§ Goal:
Transcribe the part of the mastering notes below between "Standard sub filtering, then" and "Normal Maximizer settings.", inclusive.

§ Quoted text:
• • • • •

The reason the notes turn out this way is that the track has such a defined high end that any looseness or freedom in the low end sounds more like mud than groove. So it gets hit a little harder with Engineer’s Filter than the other tracks (43hz) and then I pull out the smallest amount red EQ allows again at 80hz and add some air at 8khz. Satin and Kotelnikov get standard treatment. In ozone, I made the EQ moves I’d normally expect except that I did not touch the mid range from 1k to 2.5k. The exciter and stereo imaging get standard treatment with an especially light touch on the stereo control. Not need in the bass band, only pulled 6% out of the lower mids and 11% out of the extreme treble. The maximizer gets standard treatment at the end. Overall, this track was already very clean and clearly produced, so it just needed a little edge taken off.

Xi Tau – Left Behind

This is a very sparse track with only a few relatively harsh elements in play. To make those harsh sounds gentle without compromising the character of the track takes a delicate hand on the controls. Again most of the track is very tightly produced, so any sloppiness in the lower end comes across as mud. My notes:

control grating in treble

soften and enlarge kick

tighten subs

bring out background mids

Standard sub filtering, then pulled out 1db of the lows, added 1 db in the mids and 2 in the highs for red EQ. I reduced the pre-emphasis in Satin to roll off the extremes of the frequency range. Standard use for Kotelnikov. In Ozone, we go into EQ and use my 100hz-ish kick enhancement EQ boost, but it’s a broad band instead of narrow (Q 1.4) and I pull a little bit of extra treble out. In the exciter, I added 1.6 drive for the bass at 2/3 mix, then did very light mixes for the upper bands (50 and 13 % only for the mid high and high bands). The bass with such little mix helps the kick swell but not too much, and the high bands needed to only step on the loudest elements of the treble. The stereo width was hardly used, and the largest move was only a 8% narrowing of the mid band, the bass was not touched at all. Normal Maximizer settings.

• • • • •

Entries from a dataset
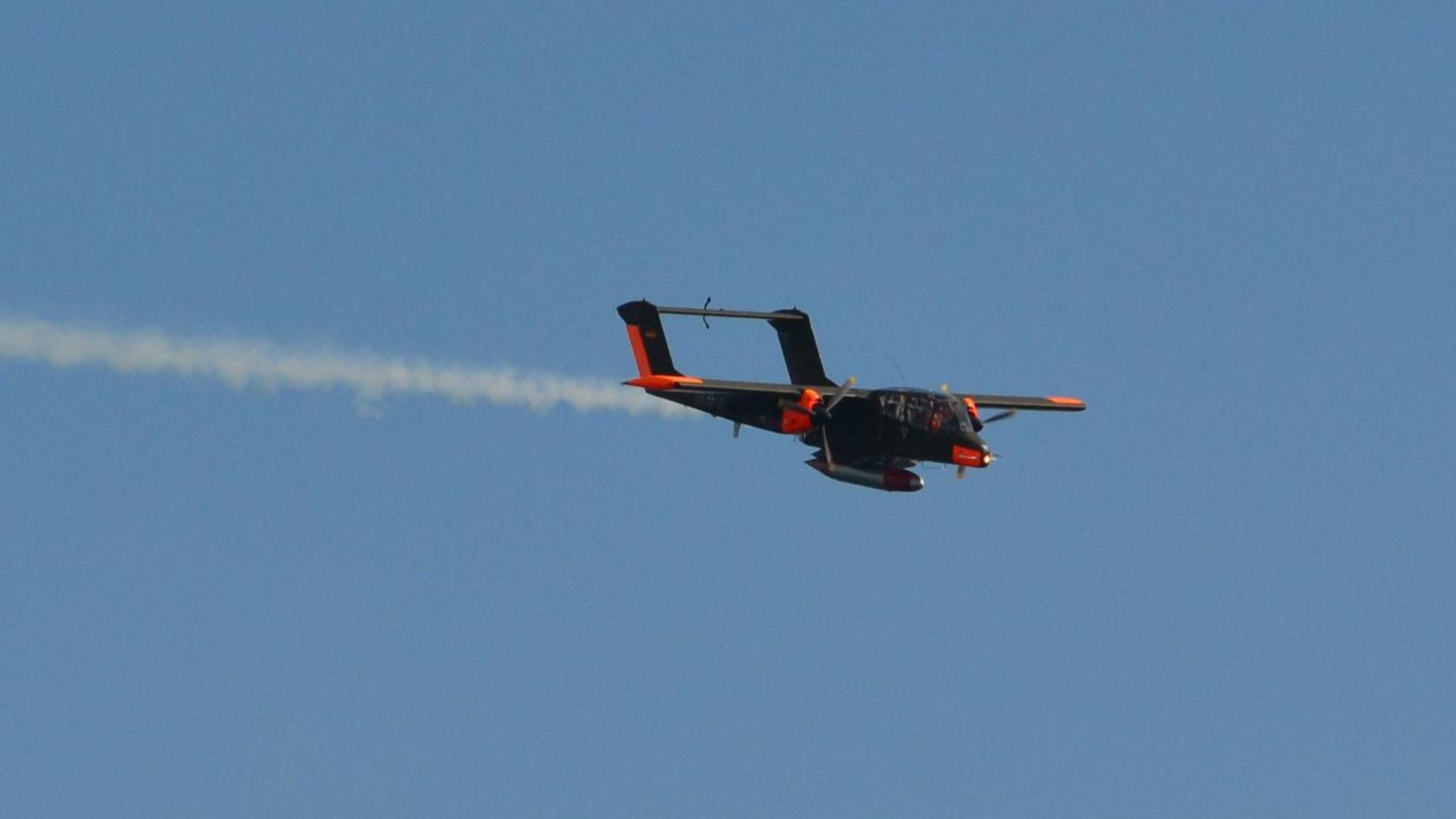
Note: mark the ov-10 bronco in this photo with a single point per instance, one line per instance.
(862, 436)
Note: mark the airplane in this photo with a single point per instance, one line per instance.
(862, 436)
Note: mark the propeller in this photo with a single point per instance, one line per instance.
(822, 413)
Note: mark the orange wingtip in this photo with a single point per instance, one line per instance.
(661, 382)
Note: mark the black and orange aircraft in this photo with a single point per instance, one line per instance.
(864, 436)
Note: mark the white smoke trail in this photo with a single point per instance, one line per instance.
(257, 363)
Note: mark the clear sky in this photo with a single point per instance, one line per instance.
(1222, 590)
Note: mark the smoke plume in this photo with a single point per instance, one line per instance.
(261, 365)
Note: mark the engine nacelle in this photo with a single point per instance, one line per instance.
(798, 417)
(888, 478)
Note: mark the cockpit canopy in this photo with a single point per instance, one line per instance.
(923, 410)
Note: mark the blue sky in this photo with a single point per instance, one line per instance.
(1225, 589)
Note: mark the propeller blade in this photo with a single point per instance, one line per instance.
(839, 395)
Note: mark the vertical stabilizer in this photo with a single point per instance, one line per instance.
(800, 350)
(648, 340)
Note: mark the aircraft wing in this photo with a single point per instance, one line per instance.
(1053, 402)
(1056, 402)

• • • • •

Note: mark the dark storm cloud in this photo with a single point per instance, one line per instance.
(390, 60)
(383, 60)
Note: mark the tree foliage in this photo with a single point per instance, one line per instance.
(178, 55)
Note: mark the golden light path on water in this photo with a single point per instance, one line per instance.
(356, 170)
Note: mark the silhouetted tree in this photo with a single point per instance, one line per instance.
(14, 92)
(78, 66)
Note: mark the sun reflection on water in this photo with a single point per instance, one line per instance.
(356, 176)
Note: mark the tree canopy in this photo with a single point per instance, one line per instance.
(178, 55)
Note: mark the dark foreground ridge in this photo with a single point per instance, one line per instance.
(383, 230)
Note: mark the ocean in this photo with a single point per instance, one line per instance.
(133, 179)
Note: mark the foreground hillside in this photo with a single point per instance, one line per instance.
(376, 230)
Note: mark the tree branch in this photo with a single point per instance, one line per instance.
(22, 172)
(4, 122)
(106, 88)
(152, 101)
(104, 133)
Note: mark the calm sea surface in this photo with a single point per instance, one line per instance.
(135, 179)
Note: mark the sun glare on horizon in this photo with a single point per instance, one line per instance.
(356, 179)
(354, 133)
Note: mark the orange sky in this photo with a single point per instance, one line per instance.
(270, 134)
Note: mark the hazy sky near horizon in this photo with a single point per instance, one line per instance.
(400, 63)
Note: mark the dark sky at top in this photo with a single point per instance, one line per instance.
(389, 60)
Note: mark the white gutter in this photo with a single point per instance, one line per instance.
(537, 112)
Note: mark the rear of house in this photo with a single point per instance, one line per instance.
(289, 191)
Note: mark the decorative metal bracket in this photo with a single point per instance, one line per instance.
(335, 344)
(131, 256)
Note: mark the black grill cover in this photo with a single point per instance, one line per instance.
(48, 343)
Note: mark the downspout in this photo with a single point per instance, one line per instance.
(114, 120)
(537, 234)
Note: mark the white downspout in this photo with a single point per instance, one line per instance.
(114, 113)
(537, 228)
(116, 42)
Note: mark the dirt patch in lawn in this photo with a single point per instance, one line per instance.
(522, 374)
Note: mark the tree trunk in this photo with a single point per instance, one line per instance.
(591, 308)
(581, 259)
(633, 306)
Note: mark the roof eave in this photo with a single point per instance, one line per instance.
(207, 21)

• • • • •

§ Answer for the task:
Standard sub filtering, then pulled out 1db of the lows, added 1 db in the mids and 2 in the highs for red EQ. I reduced the pre-emphasis in Satin to roll off the extremes of the frequency range. Standard use for Kotelnikov. In Ozone, we go into EQ and use my 100hz-ish kick enhancement EQ boost, but it’s a broad band instead of narrow (Q 1.4) and I pull a little bit of extra treble out. In the exciter, I added 1.6 drive for the bass at 2/3 mix, then did very light mixes for the upper bands (50 and 13 % only for the mid high and high bands). The bass with such little mix helps the kick swell but not too much, and the high bands needed to only step on the loudest elements of the treble. The stereo width was hardly used, and the largest move was only a 8% narrowing of the mid band, the bass was not touched at all. Normal Maximizer settings.